• _To be done_: Which lines in the material below contain the string "pear"? Gather each of them, and treat uppercase and lowercase as different.

• _Material for this task_:
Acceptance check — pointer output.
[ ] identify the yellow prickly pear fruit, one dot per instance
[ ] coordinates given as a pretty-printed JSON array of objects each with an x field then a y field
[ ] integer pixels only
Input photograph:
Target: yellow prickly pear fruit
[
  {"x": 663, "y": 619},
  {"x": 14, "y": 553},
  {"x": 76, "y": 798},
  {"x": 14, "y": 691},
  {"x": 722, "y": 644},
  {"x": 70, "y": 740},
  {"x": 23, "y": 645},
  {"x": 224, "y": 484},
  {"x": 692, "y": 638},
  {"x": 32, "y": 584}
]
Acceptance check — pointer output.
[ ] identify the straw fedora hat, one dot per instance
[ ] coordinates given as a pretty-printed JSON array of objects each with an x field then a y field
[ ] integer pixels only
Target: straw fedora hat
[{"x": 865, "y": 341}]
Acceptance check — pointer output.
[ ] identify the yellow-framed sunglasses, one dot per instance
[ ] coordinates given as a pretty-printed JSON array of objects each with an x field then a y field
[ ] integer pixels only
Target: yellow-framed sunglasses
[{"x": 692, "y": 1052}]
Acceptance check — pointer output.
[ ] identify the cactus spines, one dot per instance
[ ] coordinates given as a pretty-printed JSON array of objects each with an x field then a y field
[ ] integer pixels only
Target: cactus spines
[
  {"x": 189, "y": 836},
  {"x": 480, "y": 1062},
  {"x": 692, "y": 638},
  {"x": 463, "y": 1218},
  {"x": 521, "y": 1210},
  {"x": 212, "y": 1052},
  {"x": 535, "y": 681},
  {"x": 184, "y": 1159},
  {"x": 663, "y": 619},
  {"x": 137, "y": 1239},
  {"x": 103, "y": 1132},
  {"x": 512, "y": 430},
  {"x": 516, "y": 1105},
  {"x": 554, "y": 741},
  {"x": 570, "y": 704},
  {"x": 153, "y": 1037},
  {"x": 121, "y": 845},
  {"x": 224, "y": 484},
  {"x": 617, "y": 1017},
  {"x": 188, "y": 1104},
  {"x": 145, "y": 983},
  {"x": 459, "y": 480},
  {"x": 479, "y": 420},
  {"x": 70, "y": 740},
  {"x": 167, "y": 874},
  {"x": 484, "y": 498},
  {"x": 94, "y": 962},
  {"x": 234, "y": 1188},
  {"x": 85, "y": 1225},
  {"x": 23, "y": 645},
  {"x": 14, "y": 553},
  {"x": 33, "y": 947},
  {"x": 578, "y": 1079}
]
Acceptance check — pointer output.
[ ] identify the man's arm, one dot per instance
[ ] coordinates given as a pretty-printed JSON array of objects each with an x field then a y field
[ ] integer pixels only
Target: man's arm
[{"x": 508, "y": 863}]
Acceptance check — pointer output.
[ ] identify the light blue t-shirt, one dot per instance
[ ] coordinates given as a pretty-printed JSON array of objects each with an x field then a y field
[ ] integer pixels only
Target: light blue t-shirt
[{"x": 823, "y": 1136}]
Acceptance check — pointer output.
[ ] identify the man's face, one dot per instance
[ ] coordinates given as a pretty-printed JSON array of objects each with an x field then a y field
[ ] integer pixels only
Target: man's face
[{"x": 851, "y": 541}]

• _Exercise output_:
[ ] identify the yellow prickly pear fruit, one dot per instance
Target: yellow prickly pear fruit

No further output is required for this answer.